#### [Exercise]
Please write out all the entries exactly, without the pictures.

————————

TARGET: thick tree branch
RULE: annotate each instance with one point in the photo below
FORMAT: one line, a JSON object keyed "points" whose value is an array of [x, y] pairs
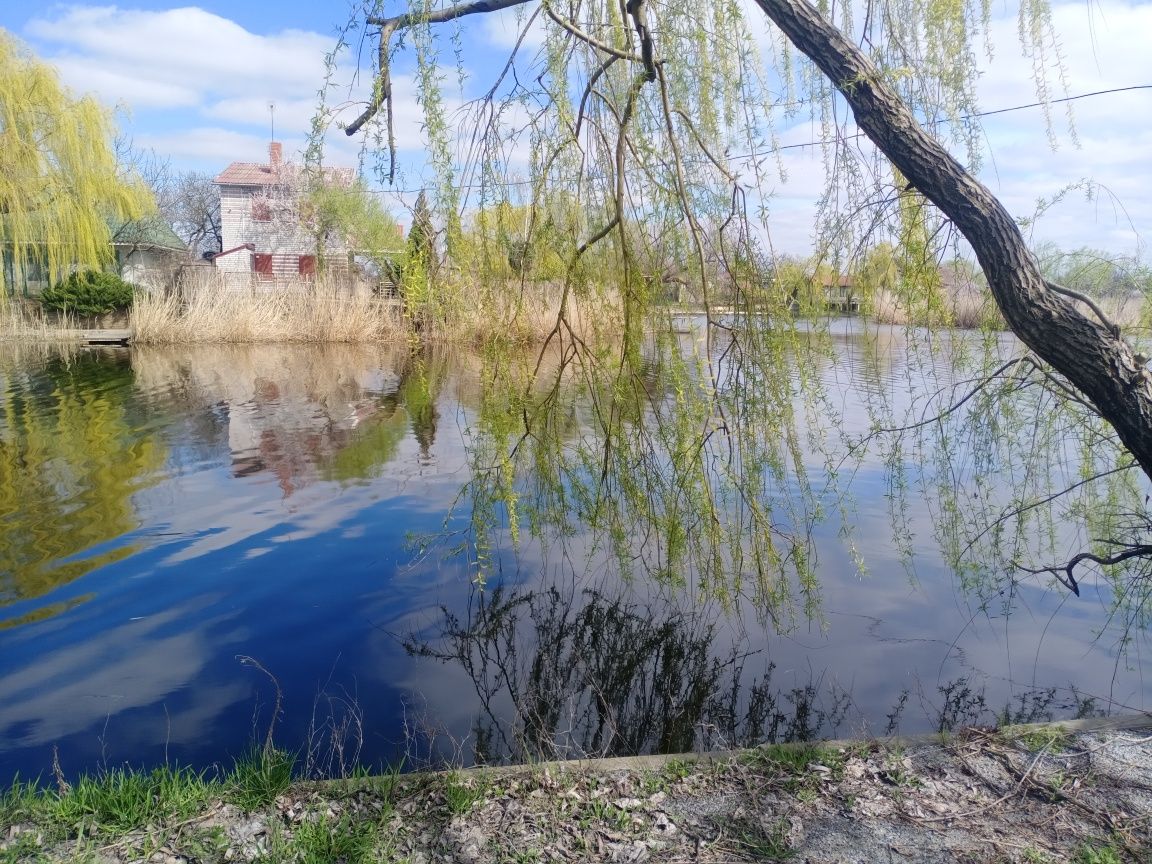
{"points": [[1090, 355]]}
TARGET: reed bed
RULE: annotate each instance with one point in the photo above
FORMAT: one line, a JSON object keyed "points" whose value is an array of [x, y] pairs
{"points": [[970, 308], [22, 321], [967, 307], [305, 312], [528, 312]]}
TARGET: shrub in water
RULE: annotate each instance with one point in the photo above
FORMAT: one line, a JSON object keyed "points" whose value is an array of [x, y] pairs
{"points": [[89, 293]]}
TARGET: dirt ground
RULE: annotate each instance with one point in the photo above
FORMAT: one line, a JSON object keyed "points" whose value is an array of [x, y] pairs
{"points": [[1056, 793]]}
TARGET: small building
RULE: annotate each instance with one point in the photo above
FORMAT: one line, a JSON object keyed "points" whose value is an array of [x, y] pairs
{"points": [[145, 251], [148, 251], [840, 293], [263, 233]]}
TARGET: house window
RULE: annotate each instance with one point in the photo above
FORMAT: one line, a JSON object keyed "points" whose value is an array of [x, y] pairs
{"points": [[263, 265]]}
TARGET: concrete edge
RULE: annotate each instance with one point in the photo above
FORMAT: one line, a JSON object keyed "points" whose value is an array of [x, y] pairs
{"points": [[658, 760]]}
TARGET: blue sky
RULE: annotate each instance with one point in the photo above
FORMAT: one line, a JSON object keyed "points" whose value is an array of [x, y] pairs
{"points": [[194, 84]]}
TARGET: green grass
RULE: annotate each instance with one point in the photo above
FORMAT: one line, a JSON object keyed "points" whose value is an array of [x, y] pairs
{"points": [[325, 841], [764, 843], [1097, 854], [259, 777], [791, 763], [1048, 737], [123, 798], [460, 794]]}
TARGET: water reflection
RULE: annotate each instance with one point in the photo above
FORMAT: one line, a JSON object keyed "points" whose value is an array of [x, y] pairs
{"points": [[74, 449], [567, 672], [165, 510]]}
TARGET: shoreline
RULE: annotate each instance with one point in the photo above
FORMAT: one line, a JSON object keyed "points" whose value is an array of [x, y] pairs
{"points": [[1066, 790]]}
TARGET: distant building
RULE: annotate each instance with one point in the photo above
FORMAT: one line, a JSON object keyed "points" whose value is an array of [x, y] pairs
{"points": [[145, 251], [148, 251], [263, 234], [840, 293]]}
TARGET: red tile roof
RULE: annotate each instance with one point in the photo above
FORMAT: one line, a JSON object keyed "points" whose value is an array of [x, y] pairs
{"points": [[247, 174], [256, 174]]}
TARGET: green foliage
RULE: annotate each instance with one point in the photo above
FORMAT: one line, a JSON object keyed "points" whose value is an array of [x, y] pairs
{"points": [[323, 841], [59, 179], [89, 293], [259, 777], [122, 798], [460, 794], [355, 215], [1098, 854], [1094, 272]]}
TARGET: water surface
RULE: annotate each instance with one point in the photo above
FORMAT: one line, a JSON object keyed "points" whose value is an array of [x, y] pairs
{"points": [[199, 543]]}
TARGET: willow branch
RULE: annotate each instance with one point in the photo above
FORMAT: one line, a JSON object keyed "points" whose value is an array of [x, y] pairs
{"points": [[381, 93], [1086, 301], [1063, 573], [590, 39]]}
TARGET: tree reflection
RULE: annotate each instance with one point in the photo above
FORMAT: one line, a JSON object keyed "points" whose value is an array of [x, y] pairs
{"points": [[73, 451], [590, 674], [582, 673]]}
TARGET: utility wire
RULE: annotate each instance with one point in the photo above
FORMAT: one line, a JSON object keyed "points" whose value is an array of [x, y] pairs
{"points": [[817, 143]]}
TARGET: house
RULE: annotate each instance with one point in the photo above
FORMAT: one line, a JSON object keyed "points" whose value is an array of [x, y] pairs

————————

#### [Expected answer]
TARGET: thick tree branch
RULE: annotate each instance with one point in the photo below
FORMAT: one line, a JSON object keyed "points" whose value is an array of [x, y] pairs
{"points": [[1090, 355]]}
TARGET: reed bed
RULE: annotate each instance with one point in the photo above
FORMAT: one line, a JSON object keyed "points" whose value is an array of [x, y] pairs
{"points": [[970, 308], [22, 321], [967, 307], [305, 312], [528, 312]]}
TARGET: shrub in water
RULE: annotate each instance with one point in the photo above
FORMAT: one line, a JSON object keyed "points" whose value is an array of [x, y] pairs
{"points": [[89, 293]]}
TARGET: dirt ground
RULE: annotate each instance with one point in the photo above
FORMAT: one line, a JSON object keyed "points" whose value is an array of [x, y] pairs
{"points": [[1056, 793]]}
TARGET: small building
RULE: annotate each instance with one point in the photo above
FORMAT: one line, a JSON object keyed "points" whose value is an array of [x, y] pairs
{"points": [[145, 251], [148, 251], [840, 293], [263, 233]]}
TARGET: house window
RULE: annotate each instance with one point in the photo above
FORMAT: one line, a JSON object keyed "points" whose value is an array of [x, y] pairs
{"points": [[263, 265]]}
TARGET: concrete edge
RULE: annotate each instance with one point in the photo above
FORMAT: one line, a JSON object keyed "points" whose value is an array of [x, y] pairs
{"points": [[658, 760]]}
TARGET: blue sky
RULE: annotate each instance with one point in the photo above
FORMAT: one line, a JSON object keyed "points" whose value is an array of [x, y] pairs
{"points": [[194, 84]]}
TARGET: green grass
RULE: annotate each instance with one point in the photo above
FORMAT: one line, a JSON object keyed "points" whose value is an array of [x, y] pairs
{"points": [[325, 841], [764, 843], [1097, 854], [259, 777], [791, 763], [1048, 737], [123, 798], [460, 794]]}
TARGET: water reflection
RULE: annotate each instance with one point in the photo above
FORMAT: one line, a JSON object keyed "points" whose value is an array of [x, y] pairs
{"points": [[74, 449], [567, 672], [165, 510]]}
TARGET: shoreline
RULE: annotate each instance with one point in the photo above
FORMAT: one line, a JSON object keyed "points" whose value is an array of [x, y] pairs
{"points": [[1066, 790]]}
TARGET: distant building
RULE: annotate each instance with one point in the photo above
FORMAT: one line, a JSON object keyed "points" whose value is an array of [x, y] pairs
{"points": [[145, 251], [148, 251], [263, 234], [840, 293]]}
TARGET: red tile roof
RULE: annotate each instance with one point in the photo above
FORMAT: one line, a JSON object keyed "points" whose value is an array of [x, y] pairs
{"points": [[247, 174], [256, 174]]}
TARGET: green foliage
RULE: annotate each instance with one point in the photo above
FORMAT: one line, a JSON object keyed "points" whose value is an array of [x, y] pairs
{"points": [[323, 841], [59, 179], [89, 293], [259, 777], [122, 798], [460, 794], [355, 215], [1098, 854], [1094, 272]]}
TARGET: water surface
RULE: annotate each instance with one point in the photo above
FORMAT: one line, a JSON object keyed "points" whose value is an array of [x, y] pairs
{"points": [[199, 543]]}
TARGET: willow branch
RULE: annotate each instance with one point in the photo above
FORMAT: one line, a JSON object keyed "points" whose value is an array of [x, y] pairs
{"points": [[381, 93], [1086, 301], [1063, 573], [590, 39]]}
TARGET: tree reflection
RULE: annotate each instance with one point in the photo above
FORMAT: one line, a JSON object keyed "points" whose value is an array of [x, y] pairs
{"points": [[73, 451], [590, 674], [582, 673]]}
TARGET: utility wire
RULE: annotate each instance with one point in the photo above
FORMAT: one line, a JSON object keyed "points" whose value is an array of [x, y] pairs
{"points": [[817, 143]]}
TARGET: house
RULE: annotate each instance with one point in the photo above
FORMAT: one line, a JSON object keyed "points" whose value is an array of [x, y] pairs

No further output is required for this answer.